### Task material
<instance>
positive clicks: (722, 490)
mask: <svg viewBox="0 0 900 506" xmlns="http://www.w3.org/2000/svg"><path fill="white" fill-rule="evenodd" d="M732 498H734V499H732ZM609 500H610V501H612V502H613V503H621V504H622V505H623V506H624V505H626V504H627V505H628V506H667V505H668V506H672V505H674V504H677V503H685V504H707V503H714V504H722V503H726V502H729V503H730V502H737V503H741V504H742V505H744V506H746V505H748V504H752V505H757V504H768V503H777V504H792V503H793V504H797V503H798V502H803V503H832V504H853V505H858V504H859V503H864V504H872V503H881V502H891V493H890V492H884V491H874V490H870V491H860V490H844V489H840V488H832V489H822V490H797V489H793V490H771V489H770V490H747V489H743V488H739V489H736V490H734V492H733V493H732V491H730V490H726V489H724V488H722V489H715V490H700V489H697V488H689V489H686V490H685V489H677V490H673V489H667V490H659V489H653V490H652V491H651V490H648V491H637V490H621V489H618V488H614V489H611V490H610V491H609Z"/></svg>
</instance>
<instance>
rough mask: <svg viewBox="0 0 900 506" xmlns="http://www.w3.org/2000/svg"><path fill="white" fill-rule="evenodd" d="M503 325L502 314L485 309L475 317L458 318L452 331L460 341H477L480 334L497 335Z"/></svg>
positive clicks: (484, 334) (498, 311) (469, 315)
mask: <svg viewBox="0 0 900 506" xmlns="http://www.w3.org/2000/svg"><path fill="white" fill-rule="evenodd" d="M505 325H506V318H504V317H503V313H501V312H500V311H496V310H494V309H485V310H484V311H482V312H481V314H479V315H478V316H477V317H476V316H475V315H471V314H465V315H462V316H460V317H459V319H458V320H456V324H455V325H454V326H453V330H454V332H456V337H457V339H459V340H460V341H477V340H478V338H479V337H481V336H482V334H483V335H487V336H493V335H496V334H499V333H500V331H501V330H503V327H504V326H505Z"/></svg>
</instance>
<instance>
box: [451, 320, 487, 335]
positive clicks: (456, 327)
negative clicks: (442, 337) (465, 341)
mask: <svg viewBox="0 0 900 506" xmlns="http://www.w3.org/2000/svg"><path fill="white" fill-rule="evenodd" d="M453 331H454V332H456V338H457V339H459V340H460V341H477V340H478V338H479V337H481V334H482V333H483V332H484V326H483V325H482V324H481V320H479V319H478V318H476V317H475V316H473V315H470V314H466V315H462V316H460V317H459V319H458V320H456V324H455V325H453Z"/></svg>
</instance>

...

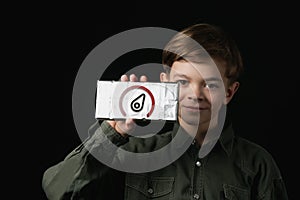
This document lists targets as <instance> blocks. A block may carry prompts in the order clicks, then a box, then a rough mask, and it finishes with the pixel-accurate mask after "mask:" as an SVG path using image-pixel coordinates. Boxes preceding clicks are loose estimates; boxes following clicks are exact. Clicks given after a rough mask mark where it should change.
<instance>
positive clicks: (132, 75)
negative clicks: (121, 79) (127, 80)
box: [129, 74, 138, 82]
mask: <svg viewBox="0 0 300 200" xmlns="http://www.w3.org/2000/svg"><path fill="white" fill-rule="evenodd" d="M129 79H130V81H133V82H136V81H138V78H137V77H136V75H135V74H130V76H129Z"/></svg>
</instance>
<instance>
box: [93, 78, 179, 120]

==

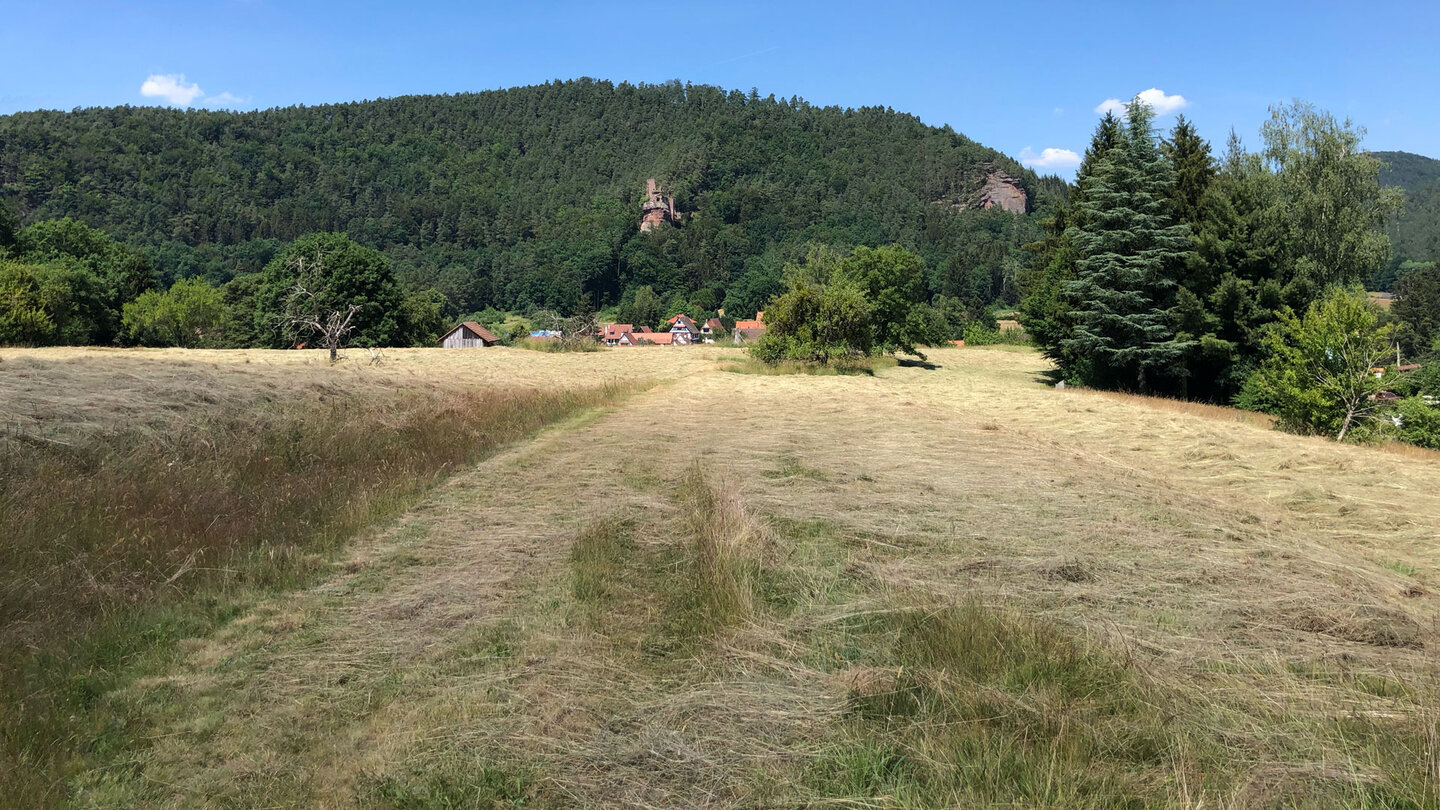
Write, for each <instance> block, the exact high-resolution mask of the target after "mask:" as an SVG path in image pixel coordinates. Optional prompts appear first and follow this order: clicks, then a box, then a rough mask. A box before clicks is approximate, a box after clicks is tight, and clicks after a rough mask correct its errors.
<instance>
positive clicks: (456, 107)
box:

### What is being asked
For the records above, state how many lines contain "then", and nothing more.

### Task output
2